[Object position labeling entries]
※ ※ ※

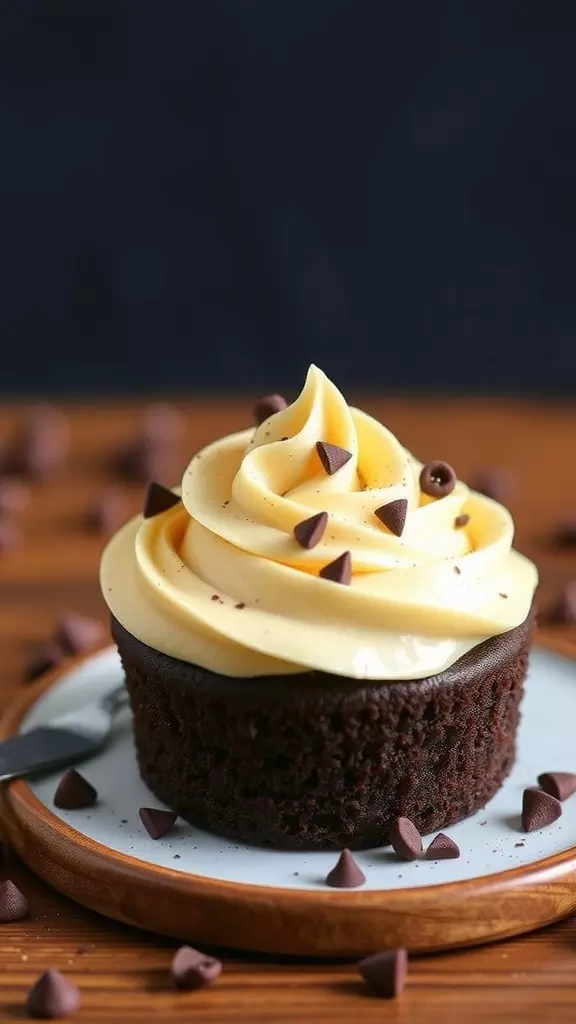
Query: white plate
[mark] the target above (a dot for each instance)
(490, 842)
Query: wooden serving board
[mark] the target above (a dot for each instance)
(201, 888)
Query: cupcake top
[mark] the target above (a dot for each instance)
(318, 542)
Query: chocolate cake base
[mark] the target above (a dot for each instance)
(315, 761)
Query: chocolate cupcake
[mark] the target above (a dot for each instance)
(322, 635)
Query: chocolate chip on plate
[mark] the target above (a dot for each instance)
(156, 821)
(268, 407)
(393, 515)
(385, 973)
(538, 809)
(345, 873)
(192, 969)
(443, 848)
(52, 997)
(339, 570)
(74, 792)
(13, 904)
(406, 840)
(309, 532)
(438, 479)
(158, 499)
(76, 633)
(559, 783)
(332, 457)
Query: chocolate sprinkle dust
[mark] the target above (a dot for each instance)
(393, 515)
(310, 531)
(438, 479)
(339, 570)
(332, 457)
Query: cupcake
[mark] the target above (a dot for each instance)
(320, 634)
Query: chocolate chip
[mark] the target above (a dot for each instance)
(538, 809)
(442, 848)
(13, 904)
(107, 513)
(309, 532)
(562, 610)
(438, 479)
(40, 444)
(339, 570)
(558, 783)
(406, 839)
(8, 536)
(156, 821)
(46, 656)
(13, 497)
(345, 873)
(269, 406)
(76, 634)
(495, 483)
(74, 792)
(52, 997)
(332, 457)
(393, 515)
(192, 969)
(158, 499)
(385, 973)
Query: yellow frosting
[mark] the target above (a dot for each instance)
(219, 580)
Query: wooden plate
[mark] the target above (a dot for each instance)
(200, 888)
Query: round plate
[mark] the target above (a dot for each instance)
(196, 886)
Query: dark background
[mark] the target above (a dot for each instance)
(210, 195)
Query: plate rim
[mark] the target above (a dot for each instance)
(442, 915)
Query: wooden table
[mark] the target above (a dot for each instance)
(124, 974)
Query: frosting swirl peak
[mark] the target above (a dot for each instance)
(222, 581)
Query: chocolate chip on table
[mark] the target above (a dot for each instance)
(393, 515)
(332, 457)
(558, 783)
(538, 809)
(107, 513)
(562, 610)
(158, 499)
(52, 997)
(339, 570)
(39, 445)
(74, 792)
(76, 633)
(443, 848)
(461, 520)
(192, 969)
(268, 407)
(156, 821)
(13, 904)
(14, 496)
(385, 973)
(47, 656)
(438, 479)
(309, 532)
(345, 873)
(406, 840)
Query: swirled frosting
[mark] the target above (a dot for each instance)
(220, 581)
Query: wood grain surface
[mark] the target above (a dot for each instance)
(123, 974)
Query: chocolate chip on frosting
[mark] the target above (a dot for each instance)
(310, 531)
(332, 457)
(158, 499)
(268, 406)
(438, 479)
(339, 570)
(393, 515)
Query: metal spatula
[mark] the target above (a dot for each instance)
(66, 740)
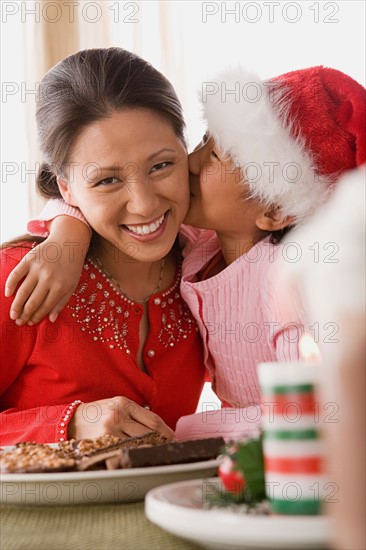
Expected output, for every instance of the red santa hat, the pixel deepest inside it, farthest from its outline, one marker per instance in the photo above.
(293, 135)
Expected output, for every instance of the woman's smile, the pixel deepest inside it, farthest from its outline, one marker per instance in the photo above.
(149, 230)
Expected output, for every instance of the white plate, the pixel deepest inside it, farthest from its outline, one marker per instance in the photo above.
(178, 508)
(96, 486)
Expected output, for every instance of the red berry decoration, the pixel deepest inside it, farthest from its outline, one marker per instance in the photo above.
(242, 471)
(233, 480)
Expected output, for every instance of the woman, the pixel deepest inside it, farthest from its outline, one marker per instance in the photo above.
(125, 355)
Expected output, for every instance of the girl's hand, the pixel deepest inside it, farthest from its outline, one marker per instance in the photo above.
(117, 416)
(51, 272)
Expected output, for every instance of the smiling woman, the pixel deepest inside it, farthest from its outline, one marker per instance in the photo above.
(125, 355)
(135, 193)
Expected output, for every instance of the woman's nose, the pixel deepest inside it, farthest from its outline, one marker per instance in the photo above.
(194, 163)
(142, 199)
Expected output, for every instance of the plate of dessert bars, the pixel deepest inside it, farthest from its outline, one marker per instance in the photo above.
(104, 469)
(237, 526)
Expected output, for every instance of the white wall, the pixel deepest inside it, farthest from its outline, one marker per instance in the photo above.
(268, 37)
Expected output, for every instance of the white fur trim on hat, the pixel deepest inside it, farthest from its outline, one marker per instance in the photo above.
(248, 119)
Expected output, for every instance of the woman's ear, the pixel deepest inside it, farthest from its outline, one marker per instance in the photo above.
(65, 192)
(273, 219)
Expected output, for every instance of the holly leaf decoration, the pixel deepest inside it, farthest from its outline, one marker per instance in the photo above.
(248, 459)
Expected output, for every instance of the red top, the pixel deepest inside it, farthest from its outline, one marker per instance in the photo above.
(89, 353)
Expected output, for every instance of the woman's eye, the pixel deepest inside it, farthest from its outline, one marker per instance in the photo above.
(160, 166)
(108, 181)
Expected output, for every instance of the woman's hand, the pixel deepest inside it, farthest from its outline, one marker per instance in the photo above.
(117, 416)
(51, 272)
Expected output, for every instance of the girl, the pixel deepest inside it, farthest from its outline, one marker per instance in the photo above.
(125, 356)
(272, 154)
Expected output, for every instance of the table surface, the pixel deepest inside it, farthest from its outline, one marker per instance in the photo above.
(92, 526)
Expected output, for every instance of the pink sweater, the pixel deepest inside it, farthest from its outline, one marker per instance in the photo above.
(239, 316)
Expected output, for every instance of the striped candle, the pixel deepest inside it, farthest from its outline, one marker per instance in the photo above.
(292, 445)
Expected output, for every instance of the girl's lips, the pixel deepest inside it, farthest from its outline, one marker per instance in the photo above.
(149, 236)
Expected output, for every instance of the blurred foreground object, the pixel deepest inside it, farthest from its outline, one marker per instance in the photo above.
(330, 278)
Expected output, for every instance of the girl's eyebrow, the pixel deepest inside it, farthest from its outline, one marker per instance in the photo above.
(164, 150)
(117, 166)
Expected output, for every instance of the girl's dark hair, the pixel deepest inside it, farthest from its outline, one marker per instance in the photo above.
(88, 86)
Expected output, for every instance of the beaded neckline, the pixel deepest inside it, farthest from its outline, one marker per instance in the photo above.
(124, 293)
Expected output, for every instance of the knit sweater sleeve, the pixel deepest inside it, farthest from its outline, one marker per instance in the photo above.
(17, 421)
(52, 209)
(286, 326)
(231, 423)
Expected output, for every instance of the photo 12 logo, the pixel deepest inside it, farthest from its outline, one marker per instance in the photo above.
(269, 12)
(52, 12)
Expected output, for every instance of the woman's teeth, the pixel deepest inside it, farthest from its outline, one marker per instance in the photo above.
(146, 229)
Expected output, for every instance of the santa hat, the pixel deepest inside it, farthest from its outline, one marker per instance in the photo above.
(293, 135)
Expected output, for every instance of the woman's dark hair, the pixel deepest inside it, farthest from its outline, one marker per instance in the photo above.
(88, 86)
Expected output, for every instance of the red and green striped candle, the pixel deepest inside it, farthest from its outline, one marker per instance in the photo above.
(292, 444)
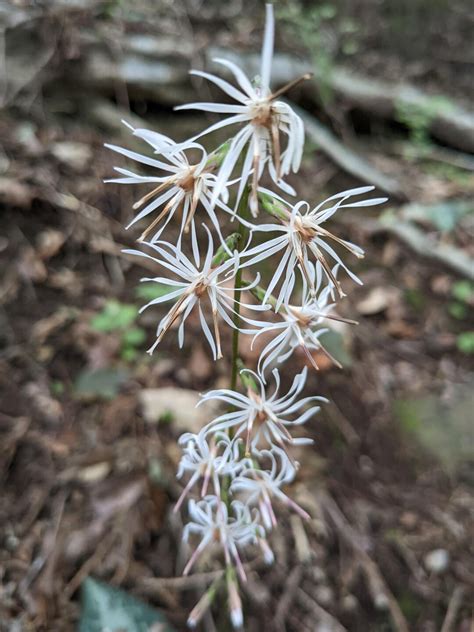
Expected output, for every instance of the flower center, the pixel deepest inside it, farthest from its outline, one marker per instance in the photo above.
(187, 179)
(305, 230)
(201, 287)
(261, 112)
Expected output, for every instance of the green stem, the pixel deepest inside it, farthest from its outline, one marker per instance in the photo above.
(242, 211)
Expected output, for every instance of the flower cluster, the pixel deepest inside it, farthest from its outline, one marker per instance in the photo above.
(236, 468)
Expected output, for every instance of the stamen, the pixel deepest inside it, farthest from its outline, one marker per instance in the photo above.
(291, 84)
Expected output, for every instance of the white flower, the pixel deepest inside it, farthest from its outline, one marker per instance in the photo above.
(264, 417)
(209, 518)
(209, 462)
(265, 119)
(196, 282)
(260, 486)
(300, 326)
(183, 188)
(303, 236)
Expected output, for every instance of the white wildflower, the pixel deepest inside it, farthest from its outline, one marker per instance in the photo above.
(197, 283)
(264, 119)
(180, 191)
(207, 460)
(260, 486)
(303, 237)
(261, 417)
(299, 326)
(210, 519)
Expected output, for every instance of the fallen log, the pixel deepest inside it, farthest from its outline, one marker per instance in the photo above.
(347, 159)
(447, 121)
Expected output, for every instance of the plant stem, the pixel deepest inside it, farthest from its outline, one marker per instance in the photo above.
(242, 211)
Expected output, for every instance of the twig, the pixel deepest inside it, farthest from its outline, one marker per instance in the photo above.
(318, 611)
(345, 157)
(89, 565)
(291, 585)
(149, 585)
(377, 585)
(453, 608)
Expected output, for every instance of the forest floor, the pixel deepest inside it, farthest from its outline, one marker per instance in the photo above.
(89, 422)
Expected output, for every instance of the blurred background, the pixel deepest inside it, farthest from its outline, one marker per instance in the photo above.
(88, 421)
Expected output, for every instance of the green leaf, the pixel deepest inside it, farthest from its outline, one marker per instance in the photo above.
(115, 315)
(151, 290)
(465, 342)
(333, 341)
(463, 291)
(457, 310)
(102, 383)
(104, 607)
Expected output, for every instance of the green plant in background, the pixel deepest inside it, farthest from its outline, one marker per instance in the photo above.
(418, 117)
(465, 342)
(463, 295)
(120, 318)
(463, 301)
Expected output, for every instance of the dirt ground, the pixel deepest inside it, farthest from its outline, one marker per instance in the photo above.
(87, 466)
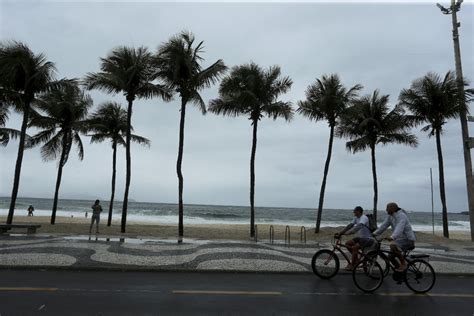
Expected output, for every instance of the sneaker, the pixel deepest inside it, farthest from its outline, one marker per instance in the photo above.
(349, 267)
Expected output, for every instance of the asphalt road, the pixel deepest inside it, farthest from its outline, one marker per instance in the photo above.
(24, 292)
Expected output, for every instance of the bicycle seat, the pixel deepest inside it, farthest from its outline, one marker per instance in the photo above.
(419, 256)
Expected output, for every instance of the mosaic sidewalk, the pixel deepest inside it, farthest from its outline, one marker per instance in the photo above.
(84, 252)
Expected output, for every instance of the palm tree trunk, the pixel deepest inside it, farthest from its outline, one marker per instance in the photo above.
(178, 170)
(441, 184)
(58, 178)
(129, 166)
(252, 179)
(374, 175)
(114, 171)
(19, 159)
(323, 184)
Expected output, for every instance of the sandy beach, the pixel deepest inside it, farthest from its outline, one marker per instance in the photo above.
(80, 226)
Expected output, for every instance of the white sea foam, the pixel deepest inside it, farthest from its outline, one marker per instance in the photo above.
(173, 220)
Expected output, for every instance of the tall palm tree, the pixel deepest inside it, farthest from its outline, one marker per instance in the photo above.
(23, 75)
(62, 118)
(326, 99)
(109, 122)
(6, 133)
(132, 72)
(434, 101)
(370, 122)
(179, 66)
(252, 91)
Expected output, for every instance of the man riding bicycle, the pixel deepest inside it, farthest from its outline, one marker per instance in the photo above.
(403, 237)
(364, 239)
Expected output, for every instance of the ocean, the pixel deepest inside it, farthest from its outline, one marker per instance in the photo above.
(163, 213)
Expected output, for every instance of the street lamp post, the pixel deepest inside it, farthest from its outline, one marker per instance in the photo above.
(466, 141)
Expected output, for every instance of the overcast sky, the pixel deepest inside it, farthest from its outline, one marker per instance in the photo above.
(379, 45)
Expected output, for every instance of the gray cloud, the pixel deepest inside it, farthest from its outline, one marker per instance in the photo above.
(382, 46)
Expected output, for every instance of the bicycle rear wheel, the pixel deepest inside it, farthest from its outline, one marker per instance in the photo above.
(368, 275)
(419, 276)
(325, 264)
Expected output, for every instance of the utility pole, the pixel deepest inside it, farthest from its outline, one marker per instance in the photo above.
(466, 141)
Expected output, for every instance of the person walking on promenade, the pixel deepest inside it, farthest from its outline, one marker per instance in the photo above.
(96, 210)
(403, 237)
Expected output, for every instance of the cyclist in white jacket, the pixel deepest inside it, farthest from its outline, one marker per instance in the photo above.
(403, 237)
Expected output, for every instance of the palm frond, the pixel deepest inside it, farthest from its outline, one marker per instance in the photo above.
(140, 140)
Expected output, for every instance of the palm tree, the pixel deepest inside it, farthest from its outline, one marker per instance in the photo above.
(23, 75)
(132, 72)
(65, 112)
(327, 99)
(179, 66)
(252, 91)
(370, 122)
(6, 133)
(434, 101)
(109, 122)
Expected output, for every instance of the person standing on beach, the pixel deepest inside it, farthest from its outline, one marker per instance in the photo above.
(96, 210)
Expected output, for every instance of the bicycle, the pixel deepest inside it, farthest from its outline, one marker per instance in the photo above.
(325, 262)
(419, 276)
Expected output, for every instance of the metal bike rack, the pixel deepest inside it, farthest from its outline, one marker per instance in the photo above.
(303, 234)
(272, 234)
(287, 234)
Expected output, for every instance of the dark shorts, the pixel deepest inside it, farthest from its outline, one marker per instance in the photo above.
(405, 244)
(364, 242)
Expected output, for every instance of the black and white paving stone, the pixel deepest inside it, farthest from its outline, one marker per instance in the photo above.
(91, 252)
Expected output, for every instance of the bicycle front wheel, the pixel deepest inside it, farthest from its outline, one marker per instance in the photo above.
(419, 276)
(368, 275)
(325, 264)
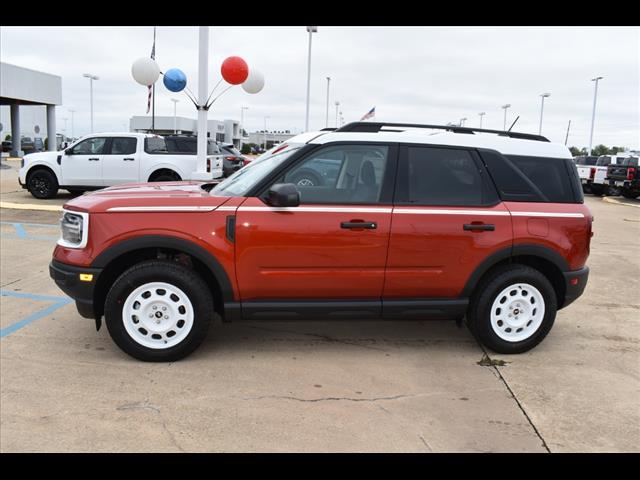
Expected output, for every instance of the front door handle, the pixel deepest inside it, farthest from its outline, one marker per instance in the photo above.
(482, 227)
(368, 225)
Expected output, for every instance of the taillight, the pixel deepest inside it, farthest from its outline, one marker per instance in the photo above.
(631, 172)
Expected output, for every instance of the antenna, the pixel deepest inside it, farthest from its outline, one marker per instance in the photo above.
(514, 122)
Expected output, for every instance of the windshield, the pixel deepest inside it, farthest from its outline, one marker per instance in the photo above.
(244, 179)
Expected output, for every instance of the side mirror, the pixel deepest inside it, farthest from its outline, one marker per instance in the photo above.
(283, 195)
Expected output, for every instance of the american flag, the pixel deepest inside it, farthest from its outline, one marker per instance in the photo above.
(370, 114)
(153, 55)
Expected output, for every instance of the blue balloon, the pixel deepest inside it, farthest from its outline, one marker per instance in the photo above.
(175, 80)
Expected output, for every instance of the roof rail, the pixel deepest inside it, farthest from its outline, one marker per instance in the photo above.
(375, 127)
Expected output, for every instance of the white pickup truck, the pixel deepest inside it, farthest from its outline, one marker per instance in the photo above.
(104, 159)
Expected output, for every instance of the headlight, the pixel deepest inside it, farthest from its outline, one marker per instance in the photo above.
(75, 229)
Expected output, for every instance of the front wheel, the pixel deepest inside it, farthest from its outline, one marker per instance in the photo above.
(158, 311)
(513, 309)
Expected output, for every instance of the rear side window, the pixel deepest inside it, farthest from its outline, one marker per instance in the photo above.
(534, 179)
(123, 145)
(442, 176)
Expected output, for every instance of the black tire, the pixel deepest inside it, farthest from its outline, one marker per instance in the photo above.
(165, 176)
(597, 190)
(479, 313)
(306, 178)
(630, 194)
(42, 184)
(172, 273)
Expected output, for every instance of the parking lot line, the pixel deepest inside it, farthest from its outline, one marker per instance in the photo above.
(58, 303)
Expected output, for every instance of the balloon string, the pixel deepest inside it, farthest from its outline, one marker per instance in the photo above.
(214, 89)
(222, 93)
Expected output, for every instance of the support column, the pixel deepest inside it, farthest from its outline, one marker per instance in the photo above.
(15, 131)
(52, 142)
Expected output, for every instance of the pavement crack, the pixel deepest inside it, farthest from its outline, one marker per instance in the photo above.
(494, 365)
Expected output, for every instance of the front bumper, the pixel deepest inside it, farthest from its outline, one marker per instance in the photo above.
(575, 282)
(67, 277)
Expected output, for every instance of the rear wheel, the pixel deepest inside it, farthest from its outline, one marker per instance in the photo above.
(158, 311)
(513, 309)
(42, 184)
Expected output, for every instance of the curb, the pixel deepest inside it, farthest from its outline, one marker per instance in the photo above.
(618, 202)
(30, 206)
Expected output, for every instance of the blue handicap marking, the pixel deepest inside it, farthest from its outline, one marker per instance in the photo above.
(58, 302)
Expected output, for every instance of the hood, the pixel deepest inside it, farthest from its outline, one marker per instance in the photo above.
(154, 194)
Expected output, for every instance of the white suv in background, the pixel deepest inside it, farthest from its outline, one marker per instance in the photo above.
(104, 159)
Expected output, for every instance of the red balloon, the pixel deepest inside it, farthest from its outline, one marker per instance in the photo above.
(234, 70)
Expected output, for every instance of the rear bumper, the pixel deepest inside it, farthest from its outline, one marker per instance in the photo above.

※ ※ ※

Reproduce exactly, with nothing added, the lines from the one that contains "Expected output, for every instance of the white suv" to the end of the data.

[The result]:
Expected output, for every instance of the white suv in background, the pixel deepest inside it, farthest from its outline, one marker per instance in the photo above.
(104, 159)
Expected output, for every instance of the red balloon, the pixel deepest inside it, farthest from its outline, one marker per instance in the photo above.
(234, 70)
Expected output, for every instance of the rear bumper, the pixel deepest inside it, farthest from its outline, one marker per instance in the photo above.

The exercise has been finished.